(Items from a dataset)
------------
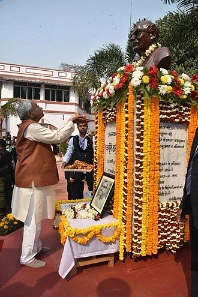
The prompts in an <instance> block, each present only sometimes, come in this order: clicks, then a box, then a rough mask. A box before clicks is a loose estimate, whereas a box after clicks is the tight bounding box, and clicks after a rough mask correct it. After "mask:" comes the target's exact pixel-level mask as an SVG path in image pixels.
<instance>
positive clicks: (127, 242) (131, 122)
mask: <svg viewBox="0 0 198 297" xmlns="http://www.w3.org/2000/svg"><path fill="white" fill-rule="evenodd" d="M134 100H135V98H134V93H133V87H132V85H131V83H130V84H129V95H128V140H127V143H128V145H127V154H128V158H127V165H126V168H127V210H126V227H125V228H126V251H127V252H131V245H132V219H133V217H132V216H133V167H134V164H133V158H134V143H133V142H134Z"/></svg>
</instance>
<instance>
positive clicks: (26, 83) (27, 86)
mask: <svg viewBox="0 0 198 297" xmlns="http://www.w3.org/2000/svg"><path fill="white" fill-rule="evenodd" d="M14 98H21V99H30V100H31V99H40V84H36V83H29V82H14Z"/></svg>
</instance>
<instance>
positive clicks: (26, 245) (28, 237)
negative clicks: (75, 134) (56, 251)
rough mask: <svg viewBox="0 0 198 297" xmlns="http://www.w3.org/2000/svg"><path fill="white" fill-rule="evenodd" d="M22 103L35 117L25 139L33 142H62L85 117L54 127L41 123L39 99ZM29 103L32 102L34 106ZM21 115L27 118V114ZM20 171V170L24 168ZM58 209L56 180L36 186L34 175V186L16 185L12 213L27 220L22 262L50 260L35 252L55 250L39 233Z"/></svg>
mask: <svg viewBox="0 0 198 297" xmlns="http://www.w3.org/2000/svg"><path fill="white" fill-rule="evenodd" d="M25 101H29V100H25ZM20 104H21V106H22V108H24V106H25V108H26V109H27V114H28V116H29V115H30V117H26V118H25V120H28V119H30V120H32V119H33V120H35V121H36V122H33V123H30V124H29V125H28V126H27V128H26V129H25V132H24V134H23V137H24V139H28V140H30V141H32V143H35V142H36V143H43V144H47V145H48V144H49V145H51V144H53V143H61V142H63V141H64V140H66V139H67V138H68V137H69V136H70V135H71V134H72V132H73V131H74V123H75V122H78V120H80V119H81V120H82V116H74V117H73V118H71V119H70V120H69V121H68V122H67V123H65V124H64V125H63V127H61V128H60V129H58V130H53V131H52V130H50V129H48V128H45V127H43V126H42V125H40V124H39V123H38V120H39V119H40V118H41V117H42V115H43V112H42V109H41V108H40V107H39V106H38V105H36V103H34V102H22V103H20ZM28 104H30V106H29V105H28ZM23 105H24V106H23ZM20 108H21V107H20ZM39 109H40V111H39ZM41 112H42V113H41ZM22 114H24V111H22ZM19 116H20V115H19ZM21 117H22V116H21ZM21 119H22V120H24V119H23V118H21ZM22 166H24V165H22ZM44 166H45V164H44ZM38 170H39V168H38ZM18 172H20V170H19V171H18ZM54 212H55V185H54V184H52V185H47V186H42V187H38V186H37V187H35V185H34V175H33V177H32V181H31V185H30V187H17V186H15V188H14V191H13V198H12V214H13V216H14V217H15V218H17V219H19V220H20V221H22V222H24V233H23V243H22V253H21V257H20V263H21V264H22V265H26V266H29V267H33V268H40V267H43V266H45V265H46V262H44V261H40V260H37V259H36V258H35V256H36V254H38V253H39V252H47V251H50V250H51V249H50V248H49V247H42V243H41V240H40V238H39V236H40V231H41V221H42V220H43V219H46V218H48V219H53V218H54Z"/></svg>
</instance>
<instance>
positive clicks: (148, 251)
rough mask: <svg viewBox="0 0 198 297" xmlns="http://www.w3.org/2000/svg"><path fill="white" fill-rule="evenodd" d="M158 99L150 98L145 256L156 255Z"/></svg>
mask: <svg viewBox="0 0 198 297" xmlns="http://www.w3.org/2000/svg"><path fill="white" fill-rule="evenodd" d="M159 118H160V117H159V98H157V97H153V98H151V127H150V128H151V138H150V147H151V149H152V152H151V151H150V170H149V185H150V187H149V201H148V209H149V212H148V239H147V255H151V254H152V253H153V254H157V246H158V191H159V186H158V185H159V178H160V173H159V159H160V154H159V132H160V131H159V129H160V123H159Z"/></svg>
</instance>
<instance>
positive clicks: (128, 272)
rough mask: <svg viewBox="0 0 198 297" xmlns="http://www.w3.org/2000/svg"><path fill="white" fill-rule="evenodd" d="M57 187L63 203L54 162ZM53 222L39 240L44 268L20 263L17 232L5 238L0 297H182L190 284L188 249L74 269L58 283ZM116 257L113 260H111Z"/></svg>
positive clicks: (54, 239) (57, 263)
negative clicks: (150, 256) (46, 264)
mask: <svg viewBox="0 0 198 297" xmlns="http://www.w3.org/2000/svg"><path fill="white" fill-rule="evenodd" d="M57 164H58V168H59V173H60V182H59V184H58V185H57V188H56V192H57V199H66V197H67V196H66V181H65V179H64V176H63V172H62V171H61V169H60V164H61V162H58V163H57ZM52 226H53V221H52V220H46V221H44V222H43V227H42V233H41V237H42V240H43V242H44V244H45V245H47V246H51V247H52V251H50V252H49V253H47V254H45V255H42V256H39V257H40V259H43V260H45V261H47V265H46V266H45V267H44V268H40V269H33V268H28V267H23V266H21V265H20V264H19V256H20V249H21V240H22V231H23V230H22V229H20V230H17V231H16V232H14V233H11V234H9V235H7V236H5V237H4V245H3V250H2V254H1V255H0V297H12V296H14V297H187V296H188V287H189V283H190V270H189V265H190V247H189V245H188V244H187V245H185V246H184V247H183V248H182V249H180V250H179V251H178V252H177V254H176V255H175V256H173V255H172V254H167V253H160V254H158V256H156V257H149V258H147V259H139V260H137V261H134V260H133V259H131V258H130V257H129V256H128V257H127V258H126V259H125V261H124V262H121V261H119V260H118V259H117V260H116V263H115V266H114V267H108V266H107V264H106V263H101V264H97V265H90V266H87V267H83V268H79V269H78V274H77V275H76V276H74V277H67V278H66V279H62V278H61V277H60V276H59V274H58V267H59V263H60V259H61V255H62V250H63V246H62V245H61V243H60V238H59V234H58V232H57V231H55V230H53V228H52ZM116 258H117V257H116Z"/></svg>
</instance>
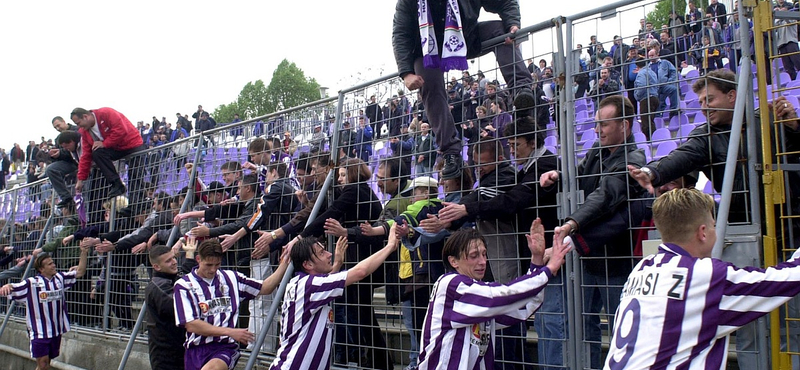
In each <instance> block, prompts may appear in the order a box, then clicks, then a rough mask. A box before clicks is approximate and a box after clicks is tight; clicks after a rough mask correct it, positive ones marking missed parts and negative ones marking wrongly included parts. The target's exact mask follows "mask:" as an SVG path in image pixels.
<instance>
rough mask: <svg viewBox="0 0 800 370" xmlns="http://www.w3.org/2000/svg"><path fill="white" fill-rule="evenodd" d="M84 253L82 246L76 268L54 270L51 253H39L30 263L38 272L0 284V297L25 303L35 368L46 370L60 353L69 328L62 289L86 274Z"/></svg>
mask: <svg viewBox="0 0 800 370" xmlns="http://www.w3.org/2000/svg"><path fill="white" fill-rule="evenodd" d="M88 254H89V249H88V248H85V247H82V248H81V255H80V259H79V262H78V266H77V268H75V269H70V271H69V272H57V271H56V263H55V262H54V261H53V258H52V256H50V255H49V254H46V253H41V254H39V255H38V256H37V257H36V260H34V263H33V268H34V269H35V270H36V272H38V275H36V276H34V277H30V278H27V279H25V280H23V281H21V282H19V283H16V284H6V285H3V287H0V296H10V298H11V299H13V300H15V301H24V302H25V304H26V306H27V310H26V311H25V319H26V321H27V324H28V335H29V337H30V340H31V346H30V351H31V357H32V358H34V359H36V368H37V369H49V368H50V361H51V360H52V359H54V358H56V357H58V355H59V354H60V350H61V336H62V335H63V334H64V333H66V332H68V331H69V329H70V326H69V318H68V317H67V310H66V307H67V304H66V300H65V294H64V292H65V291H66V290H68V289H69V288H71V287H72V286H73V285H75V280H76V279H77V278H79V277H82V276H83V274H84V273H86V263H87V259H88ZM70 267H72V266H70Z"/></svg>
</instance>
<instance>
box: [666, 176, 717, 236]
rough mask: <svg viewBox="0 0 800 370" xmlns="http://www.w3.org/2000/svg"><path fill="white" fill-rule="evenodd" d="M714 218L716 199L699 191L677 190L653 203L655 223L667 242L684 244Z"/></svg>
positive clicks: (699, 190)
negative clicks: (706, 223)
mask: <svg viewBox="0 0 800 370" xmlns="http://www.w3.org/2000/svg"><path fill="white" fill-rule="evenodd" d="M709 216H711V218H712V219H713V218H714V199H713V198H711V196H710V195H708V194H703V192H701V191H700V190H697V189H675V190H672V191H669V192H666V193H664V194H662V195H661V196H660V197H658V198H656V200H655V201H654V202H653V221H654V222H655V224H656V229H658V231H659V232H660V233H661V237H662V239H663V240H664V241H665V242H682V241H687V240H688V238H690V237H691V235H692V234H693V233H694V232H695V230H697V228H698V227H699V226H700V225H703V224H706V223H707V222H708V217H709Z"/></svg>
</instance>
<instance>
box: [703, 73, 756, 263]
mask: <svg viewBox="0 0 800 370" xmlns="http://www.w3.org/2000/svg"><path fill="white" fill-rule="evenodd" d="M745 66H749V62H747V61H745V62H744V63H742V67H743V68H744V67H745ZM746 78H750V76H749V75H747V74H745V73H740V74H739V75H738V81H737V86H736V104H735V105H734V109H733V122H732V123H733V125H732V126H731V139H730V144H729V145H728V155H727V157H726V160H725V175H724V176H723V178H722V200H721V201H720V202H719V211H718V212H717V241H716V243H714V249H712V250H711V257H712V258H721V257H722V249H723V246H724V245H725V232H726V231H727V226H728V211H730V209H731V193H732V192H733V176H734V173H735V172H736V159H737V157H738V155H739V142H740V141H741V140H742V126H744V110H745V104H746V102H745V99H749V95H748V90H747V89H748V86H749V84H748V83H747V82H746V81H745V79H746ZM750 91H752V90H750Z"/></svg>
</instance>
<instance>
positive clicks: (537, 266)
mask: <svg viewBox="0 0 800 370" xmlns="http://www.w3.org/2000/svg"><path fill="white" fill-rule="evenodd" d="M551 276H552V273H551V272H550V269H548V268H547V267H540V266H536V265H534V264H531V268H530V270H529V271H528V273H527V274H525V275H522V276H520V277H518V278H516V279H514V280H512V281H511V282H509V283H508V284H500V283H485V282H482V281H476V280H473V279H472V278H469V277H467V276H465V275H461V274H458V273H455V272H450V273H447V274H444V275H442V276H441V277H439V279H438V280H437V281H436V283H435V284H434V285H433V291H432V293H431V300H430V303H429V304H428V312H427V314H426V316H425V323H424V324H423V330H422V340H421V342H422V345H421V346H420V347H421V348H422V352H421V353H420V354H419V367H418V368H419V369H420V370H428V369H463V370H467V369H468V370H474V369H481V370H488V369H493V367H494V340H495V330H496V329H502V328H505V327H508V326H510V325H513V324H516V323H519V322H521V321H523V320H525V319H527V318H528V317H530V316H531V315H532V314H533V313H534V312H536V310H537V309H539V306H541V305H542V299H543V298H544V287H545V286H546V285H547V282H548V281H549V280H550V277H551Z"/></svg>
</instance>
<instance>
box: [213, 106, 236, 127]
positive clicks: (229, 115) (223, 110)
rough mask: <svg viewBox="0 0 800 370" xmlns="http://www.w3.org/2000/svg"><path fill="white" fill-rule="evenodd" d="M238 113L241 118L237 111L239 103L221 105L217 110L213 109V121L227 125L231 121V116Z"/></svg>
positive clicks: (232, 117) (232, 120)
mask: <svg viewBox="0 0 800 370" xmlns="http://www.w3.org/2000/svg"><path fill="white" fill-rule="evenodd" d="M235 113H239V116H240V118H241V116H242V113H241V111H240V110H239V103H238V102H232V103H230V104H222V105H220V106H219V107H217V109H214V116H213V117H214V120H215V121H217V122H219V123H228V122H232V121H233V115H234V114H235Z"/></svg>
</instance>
------------
> **Instructions for the task**
Only the lines above from the line containing "positive clicks: (128, 272)" through the line containing "positive clicks: (54, 239) (57, 263)" should be retyped, exactly and with both ends included.

> **Task output**
positive clicks: (128, 272)
rough mask: <svg viewBox="0 0 198 297" xmlns="http://www.w3.org/2000/svg"><path fill="white" fill-rule="evenodd" d="M57 187L63 203L54 162ZM53 222L39 240L44 268L20 263L17 232L5 238L0 297H182L190 284L188 249L74 269L58 283ZM116 257L113 260H111Z"/></svg>
positive clicks: (54, 239) (57, 263)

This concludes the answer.